Set down, word for word, everything in the column about Theresa May from "This has become" down to "her backbench frenemies.".

+++ Text excerpt

This has become one long photo-op for a prime minister who keeps turning up with nothing new
IT’S true that a picture can paint a thousands words – but it can also be used to try to paint over a sad and painful reality. A few years ago, a friend asked me if my life was really as exciting as all the photographs on my Facebook suggested.
The question gave pause for thought because, of course, I didn’t spend all my time partying and holidaying. Like everyone else, most of my waking hours were spent sitting at a desk or attending the most monotonous events.
But the version I subconsciously wanted the world to see was full of weekends away and interviews with household names. You’d be hard pressed to find any photos on my Facebook these days.
Theresa May is trying to live her life like a millennial determined to impress her backbench frenemies.
She doesn’t need social media, instead the British prime minister has the Tory media.
To the outside world, it looked like Mrs May spent the past week fighting hard to deliver a Brexit deal that will satisfy the DUP and hardliners in her own party.
“When I return to Brussels I will be battling for Britain and Northern Ireland, I will be armed with a fresh mandate, new ideas and a renewed determination to agree a pragmatic solution that delivers the Brexit the British people voted for,” May wrote in last Sunday’s ‘Telegraph’.
On Monday and Tuesday, she toured Belfast where she got a tepid reception from people who remembered that not so long ago the prime minister promised them ‘the backstop’ in order to avoid a hard Border.
But that didn’t deter her from making a speech full of contradictions and anaemic reassurances, including her “unshakeable” commitment to no hard Border.

++++++
+++ Recorded data

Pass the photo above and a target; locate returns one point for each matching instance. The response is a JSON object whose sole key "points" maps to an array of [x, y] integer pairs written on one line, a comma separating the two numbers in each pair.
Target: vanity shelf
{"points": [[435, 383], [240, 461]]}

++++++

Written solution
This has become one long photo-op for a prime minister who keeps turning up with nothing new
IT’S true that a picture can paint a thousands words – but it can also be used to try to paint over a sad and painful reality. A few years ago, a friend asked me if my life was really as exciting as all the photographs on my Facebook suggested.
The question gave pause for thought because, of course, I didn’t spend all my time partying and holidaying. Like everyone else, most of my waking hours were spent sitting at a desk or attending the most monotonous events.
But the version I subconsciously wanted the world to see was full of weekends away and interviews with household names. You’d be hard pressed to find any photos on my Facebook these days.
Theresa May is trying to live her life like a millennial determined to impress her backbench frenemies.